TASK - Count the lines in the entries below that contain the word "pavement", and give only that number.

EXTRACTED DATA -
☆ ☆ ☆ ☆ ☆

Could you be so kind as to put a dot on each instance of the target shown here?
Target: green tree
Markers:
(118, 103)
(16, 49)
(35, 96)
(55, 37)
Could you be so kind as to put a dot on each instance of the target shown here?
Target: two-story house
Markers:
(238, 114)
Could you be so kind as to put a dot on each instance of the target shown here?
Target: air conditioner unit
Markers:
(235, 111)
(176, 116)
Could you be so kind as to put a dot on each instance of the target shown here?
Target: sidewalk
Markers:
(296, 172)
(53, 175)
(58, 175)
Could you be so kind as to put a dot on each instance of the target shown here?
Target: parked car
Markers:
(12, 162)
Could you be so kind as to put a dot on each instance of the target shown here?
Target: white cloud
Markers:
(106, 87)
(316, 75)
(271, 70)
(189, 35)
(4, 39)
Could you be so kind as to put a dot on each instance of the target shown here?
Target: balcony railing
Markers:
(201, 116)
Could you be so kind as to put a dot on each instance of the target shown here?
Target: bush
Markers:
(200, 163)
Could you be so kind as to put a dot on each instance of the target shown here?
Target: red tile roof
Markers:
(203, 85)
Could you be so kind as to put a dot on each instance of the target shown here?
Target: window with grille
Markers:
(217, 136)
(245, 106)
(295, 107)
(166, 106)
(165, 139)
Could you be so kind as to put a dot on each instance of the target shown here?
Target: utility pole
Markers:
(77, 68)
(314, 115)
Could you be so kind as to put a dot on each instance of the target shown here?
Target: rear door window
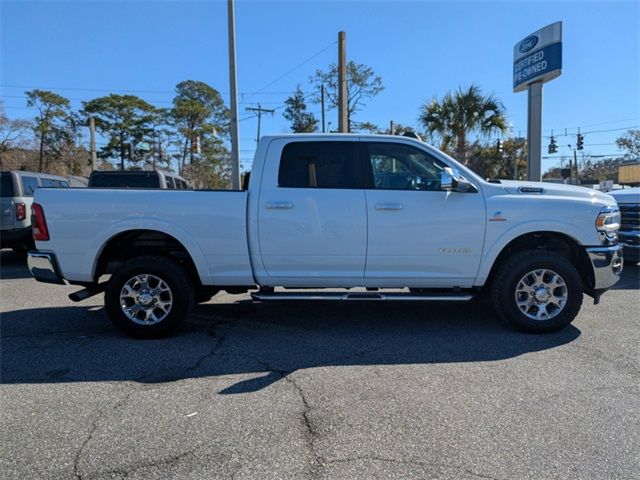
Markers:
(6, 185)
(124, 180)
(50, 182)
(319, 165)
(29, 185)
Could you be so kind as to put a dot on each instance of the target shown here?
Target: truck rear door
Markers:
(312, 219)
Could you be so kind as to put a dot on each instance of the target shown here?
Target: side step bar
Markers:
(375, 296)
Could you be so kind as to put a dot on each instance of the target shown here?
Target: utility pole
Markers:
(259, 110)
(322, 102)
(343, 115)
(92, 134)
(235, 152)
(534, 132)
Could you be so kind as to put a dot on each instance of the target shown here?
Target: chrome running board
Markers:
(355, 296)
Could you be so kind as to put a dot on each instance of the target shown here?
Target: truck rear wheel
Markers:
(149, 297)
(537, 291)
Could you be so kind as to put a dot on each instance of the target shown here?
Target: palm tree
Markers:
(460, 114)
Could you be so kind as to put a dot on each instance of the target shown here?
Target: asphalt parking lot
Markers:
(345, 391)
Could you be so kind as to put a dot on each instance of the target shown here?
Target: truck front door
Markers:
(418, 234)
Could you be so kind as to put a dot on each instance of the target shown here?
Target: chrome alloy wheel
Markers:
(541, 294)
(146, 299)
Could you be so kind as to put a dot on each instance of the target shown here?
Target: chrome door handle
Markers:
(389, 206)
(279, 205)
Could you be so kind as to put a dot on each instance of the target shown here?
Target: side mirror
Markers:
(447, 182)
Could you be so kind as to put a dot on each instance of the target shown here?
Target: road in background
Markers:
(341, 391)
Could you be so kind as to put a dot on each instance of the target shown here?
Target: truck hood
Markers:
(556, 190)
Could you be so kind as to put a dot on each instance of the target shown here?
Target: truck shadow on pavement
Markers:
(13, 266)
(265, 342)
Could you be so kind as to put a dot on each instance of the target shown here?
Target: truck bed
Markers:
(211, 225)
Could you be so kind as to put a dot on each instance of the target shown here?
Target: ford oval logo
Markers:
(528, 43)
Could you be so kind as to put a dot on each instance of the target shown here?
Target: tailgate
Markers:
(8, 213)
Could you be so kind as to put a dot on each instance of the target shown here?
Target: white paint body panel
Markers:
(419, 242)
(211, 225)
(329, 237)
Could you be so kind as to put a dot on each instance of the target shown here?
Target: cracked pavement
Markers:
(318, 391)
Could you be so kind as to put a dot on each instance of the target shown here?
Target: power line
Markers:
(292, 69)
(590, 131)
(117, 90)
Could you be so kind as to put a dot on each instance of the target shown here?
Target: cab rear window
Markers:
(50, 182)
(6, 185)
(29, 185)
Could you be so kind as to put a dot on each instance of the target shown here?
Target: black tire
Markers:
(507, 280)
(180, 288)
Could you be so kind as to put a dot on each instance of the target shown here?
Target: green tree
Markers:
(54, 122)
(362, 84)
(125, 120)
(630, 144)
(197, 110)
(489, 162)
(296, 112)
(459, 114)
(12, 135)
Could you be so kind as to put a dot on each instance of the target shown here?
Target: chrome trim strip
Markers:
(607, 263)
(44, 267)
(357, 296)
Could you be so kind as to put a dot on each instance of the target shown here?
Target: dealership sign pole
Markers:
(536, 60)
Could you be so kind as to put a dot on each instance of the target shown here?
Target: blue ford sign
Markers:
(538, 57)
(528, 43)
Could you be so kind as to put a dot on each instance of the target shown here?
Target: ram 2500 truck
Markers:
(323, 213)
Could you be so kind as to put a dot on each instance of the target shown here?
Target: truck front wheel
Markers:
(149, 297)
(537, 291)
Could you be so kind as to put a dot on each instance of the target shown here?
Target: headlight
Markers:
(608, 224)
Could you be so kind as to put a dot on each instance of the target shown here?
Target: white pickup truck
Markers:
(333, 217)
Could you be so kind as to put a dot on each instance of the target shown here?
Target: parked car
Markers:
(16, 192)
(137, 179)
(629, 234)
(334, 211)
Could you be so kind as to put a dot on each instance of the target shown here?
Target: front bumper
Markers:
(44, 267)
(607, 266)
(630, 241)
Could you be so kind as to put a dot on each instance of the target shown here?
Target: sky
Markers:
(421, 49)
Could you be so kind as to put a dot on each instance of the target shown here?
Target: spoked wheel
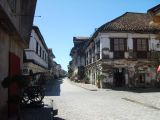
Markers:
(33, 94)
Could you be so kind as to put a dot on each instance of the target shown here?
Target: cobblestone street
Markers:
(77, 103)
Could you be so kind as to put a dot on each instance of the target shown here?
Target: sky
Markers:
(61, 20)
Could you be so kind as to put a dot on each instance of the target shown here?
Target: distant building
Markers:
(122, 52)
(15, 27)
(36, 59)
(77, 53)
(155, 14)
(51, 65)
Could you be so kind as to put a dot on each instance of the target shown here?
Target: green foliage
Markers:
(100, 77)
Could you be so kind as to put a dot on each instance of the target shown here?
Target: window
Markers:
(37, 47)
(118, 46)
(140, 46)
(98, 50)
(12, 4)
(40, 51)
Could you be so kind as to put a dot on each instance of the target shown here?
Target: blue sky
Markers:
(62, 19)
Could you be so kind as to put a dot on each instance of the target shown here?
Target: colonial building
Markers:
(51, 65)
(36, 59)
(15, 27)
(78, 57)
(155, 14)
(124, 52)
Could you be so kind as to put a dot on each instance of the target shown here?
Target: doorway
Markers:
(119, 77)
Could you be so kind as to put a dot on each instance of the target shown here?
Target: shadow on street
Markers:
(137, 90)
(57, 118)
(53, 87)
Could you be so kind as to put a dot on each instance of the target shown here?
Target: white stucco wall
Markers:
(105, 40)
(31, 51)
(8, 44)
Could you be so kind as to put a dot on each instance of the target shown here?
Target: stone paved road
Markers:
(76, 103)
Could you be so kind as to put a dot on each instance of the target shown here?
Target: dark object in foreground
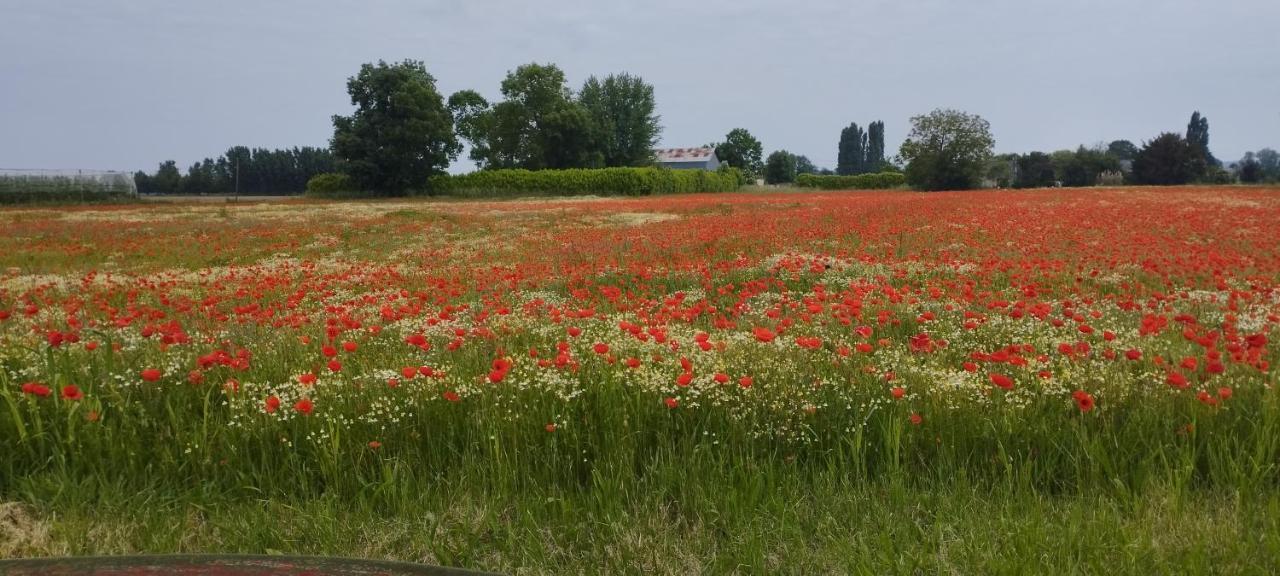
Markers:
(218, 566)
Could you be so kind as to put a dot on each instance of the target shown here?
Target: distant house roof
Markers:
(684, 155)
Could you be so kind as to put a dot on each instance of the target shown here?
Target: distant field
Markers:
(1033, 382)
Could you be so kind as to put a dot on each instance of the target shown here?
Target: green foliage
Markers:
(1197, 133)
(741, 150)
(860, 151)
(947, 150)
(571, 182)
(1168, 160)
(881, 181)
(1251, 169)
(1123, 150)
(22, 188)
(780, 168)
(625, 110)
(1034, 170)
(401, 132)
(250, 170)
(853, 151)
(874, 145)
(1083, 167)
(332, 184)
(805, 167)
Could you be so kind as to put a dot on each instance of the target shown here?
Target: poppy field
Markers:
(560, 362)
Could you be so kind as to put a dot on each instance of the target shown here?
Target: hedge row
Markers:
(41, 188)
(882, 181)
(607, 182)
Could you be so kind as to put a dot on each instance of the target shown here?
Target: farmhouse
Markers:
(688, 159)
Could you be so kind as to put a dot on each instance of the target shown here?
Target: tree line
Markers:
(243, 169)
(403, 132)
(952, 150)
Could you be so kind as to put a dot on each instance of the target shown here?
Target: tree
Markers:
(625, 112)
(1001, 170)
(1270, 163)
(401, 132)
(743, 151)
(1123, 150)
(538, 124)
(874, 146)
(472, 122)
(1251, 169)
(805, 167)
(780, 168)
(851, 158)
(946, 150)
(168, 179)
(1034, 170)
(1083, 167)
(1197, 133)
(1166, 160)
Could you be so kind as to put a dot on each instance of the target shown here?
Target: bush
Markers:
(607, 181)
(882, 181)
(65, 188)
(332, 184)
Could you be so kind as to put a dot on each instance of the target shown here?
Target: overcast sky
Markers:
(126, 83)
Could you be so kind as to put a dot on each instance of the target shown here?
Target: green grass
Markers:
(786, 524)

☆ ☆ ☆ ☆ ☆

REPLY - 2